# Do this
Count the lines in the entries that contain the string "child" and give only that number.

[Supplied material start]

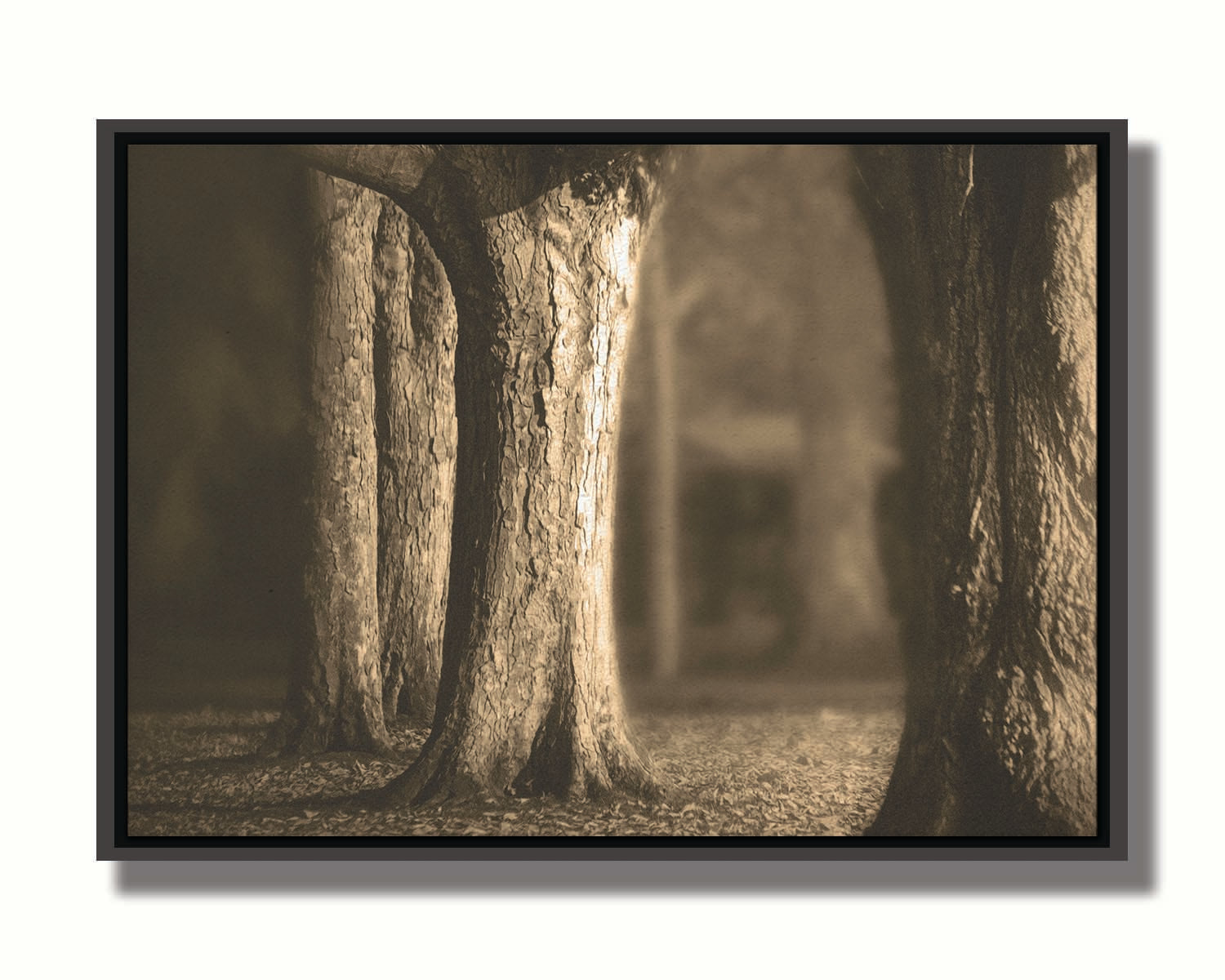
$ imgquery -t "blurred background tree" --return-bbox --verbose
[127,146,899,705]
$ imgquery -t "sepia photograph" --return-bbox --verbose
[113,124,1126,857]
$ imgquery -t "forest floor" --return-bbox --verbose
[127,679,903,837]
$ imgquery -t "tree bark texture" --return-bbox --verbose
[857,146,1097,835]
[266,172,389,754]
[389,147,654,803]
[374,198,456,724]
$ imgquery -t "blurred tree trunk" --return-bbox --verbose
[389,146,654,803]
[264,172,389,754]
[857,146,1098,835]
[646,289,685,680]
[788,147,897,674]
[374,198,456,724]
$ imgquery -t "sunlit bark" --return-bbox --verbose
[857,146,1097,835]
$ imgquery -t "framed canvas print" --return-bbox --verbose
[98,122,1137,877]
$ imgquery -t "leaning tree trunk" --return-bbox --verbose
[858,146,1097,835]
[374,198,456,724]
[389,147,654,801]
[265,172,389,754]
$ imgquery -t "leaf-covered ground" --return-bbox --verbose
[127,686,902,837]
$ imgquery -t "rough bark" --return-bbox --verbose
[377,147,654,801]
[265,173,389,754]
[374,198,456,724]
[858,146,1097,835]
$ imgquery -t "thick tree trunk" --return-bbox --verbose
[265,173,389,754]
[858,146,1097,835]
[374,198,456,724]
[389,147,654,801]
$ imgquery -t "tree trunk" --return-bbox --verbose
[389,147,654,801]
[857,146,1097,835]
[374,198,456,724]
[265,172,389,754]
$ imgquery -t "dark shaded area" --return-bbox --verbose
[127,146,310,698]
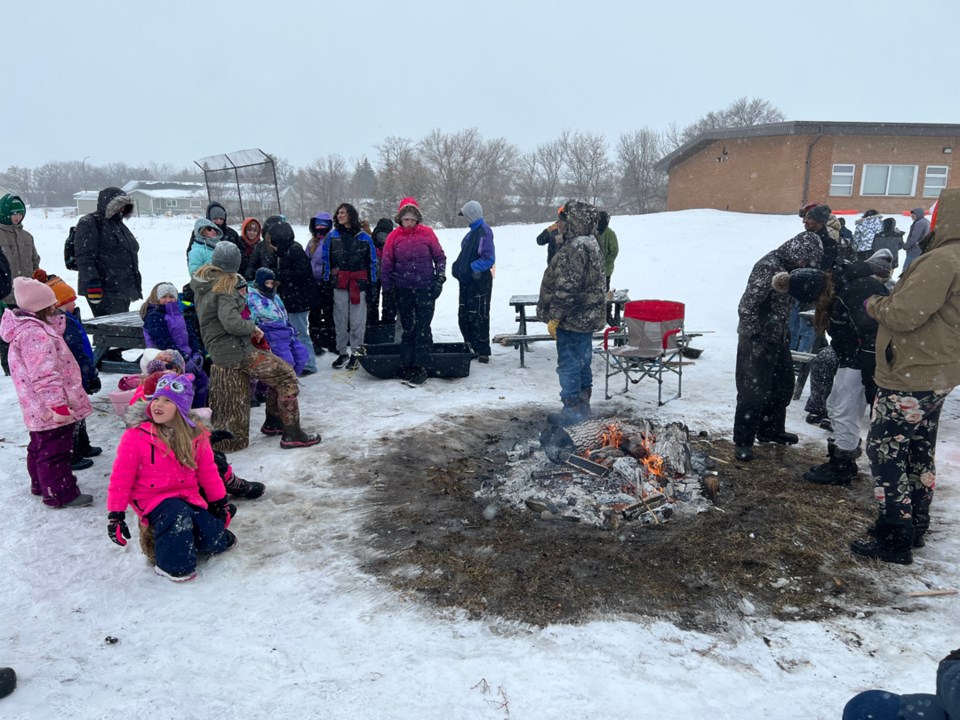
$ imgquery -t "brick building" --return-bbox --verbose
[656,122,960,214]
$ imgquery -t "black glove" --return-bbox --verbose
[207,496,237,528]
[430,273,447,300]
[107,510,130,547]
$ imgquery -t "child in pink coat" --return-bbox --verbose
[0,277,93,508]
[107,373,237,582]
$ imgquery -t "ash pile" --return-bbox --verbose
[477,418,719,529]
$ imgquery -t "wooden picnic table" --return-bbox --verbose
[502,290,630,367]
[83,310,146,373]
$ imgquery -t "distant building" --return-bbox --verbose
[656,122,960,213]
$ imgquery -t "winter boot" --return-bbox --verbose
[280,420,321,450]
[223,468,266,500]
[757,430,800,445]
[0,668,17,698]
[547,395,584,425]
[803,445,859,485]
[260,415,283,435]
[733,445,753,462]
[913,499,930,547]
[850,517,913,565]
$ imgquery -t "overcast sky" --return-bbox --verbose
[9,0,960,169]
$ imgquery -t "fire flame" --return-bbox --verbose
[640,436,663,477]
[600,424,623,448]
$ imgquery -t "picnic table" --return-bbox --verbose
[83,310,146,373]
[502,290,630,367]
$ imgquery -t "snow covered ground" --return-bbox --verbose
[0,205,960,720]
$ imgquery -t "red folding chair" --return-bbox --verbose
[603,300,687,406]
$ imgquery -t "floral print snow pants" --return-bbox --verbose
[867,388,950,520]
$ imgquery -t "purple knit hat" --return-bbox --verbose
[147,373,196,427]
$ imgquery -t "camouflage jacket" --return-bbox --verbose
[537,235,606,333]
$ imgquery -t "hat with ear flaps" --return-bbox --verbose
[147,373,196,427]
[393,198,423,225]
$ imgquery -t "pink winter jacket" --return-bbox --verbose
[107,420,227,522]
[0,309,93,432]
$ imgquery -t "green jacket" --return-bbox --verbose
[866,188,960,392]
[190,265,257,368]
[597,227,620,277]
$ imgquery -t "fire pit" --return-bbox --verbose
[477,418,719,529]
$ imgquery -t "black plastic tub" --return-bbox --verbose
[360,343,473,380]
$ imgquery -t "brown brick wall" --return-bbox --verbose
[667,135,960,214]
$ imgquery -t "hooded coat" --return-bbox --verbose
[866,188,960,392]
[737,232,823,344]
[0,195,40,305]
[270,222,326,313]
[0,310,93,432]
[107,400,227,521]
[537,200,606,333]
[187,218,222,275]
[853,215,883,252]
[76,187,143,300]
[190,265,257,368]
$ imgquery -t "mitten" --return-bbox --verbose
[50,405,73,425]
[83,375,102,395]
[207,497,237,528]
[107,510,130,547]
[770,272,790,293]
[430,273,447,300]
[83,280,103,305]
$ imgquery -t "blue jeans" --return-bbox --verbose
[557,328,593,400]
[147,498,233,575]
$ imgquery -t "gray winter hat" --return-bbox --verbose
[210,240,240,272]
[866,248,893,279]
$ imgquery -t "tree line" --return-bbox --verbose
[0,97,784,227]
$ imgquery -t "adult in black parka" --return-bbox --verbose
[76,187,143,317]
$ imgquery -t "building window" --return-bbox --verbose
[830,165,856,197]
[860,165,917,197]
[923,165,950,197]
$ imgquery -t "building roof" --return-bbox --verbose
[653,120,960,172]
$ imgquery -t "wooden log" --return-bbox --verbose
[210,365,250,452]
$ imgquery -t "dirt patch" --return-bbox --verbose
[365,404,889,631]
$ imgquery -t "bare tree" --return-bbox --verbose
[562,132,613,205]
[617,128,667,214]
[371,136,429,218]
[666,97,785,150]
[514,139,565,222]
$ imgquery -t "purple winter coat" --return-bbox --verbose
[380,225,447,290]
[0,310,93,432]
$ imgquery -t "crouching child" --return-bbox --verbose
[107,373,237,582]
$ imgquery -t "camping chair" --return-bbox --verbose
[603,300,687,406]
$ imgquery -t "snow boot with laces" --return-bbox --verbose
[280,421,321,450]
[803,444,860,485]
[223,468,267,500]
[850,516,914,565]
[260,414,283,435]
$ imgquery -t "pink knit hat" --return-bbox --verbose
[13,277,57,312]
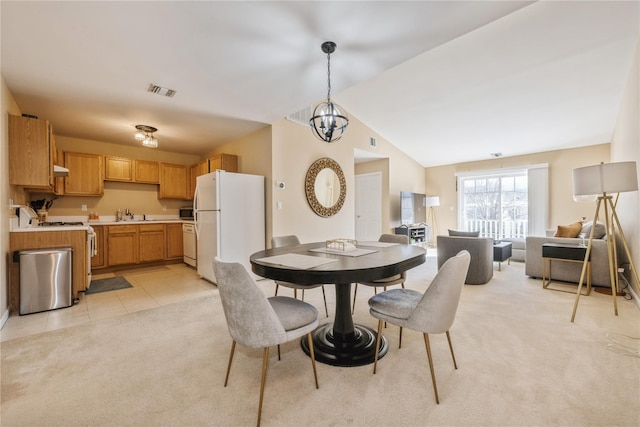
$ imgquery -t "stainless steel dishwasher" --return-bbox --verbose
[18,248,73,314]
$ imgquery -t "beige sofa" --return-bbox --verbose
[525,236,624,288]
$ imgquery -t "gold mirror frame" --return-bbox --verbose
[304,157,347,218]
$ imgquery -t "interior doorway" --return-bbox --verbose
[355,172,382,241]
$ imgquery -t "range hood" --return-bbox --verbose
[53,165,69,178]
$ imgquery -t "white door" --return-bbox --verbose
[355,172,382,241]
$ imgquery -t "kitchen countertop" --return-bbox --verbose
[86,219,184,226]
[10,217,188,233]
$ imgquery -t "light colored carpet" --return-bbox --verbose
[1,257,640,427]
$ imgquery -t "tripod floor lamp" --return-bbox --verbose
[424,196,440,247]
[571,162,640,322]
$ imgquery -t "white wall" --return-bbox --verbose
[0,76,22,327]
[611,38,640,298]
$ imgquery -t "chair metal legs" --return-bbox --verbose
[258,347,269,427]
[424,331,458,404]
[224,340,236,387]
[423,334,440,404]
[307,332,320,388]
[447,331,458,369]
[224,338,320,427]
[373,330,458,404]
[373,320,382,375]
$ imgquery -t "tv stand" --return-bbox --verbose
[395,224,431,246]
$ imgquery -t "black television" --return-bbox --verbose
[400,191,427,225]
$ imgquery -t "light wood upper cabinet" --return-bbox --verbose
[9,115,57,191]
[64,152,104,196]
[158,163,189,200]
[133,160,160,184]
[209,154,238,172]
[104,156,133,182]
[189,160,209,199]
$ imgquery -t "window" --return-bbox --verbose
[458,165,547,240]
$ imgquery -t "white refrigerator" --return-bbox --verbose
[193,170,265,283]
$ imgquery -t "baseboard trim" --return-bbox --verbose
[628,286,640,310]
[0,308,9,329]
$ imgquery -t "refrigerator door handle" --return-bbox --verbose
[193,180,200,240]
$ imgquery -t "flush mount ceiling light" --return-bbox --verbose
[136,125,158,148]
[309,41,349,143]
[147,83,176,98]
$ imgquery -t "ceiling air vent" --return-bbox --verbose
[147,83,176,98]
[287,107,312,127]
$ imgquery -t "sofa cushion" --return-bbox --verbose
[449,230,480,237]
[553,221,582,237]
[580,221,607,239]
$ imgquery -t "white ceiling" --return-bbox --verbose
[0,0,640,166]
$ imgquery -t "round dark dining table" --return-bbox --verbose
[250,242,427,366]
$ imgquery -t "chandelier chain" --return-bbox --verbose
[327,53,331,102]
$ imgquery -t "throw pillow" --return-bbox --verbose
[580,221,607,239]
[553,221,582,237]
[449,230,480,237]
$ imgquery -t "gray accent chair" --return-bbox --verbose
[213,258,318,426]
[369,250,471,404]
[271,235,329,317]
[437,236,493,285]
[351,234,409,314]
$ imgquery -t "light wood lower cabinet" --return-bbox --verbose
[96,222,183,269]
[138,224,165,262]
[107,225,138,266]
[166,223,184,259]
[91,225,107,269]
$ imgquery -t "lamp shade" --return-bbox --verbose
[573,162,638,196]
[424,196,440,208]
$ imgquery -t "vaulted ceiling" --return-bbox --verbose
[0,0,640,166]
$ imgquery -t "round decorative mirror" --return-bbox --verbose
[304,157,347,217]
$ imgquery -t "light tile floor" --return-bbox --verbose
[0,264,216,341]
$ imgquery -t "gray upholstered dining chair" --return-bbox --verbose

[Supplied material end]

# Written response
2